======== LISTED ENTRIES
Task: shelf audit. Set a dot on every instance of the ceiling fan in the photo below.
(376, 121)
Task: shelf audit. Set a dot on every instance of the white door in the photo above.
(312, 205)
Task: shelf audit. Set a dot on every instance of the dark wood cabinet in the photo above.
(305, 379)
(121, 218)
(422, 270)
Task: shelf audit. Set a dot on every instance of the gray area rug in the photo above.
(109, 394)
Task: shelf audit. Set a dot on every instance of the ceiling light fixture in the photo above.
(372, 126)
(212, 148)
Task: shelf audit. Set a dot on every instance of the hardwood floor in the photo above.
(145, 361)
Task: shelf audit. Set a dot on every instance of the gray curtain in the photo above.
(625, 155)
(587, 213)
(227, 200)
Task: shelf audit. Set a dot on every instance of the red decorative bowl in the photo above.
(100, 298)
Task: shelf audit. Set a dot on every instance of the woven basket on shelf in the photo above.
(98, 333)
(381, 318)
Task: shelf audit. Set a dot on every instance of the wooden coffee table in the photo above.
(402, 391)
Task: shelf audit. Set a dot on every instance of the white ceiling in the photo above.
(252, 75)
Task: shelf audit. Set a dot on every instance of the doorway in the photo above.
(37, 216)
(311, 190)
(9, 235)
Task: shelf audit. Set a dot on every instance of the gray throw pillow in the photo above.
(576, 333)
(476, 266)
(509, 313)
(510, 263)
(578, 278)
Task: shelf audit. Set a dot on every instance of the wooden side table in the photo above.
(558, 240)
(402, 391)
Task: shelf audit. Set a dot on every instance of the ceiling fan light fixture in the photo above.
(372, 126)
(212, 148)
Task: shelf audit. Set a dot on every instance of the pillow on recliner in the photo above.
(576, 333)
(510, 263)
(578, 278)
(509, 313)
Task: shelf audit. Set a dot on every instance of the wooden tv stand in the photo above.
================
======== LISTED ENTRIES
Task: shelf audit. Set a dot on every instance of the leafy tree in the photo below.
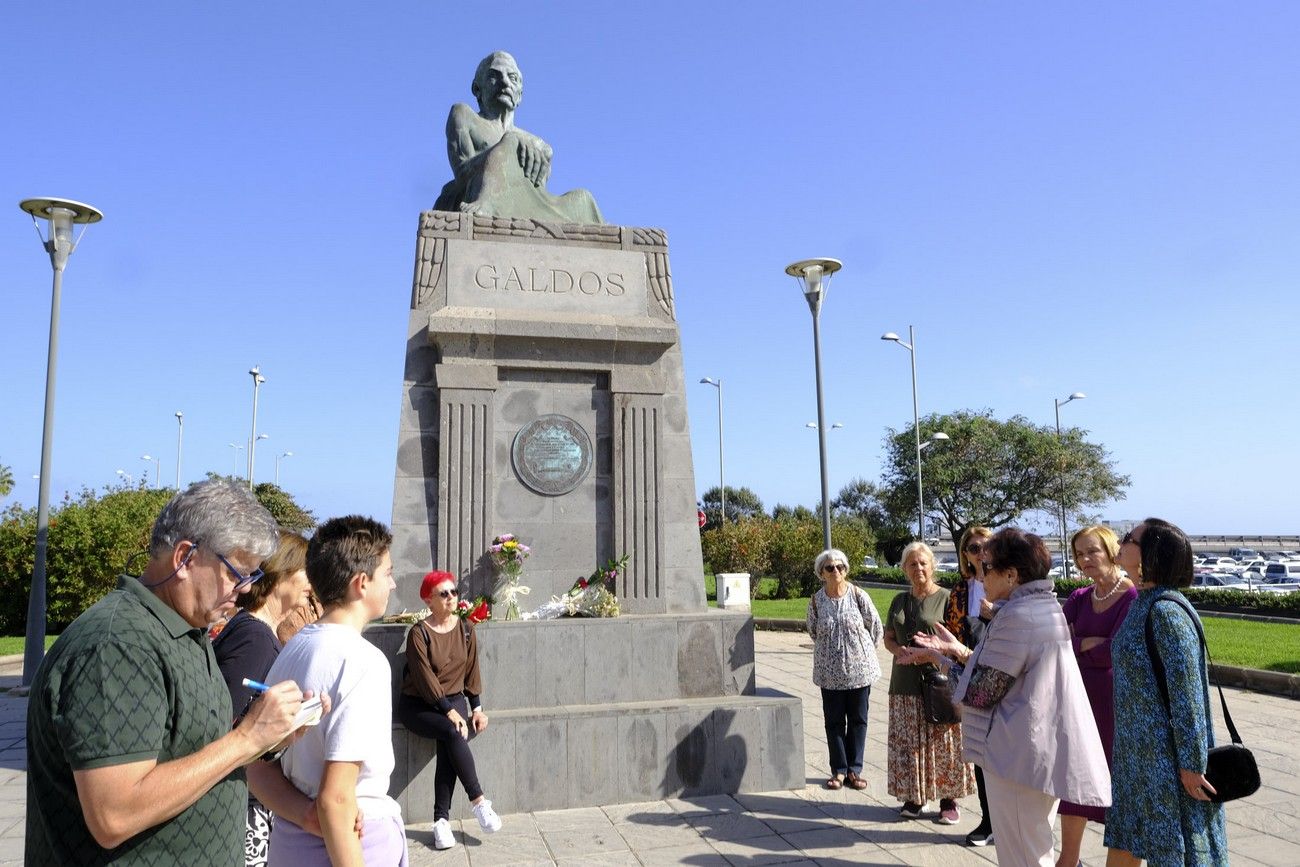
================
=== DIRECTIONS FOR THIS TASK ===
From the line that has "ceiling in the photo above." through the line that has "stand in the photo above.", copy every line exactly as it appears above, and leave out all others.

=== RESULT FOR THIS EXERCISE ===
Task: shelf audit. Set a dot on every instance of the white ceiling in the photo above.
(252, 75)
Task: shelf audit. Set a dot on every instance of the doorway in the photo above.
(37, 216)
(311, 190)
(9, 235)
Task: shelf audit. Set a dot on every instance of the gray throw pillow in the photo above.
(576, 333)
(476, 266)
(509, 313)
(510, 263)
(578, 278)
Task: shelf audit. Set a dot on every instance of the wooden side table in the photo above.
(558, 240)
(402, 391)
Task: shelf audit. Set a dot on every instance of the ceiling fan light fixture in the photo above.
(372, 126)
(212, 148)
Task: shelf audit. Set a dot on every instance of the pillow on recliner in the photo above.
(576, 333)
(510, 263)
(578, 278)
(509, 313)
Task: shelf audit. Set a dot on every instance of the wooden tv stand in the photo above.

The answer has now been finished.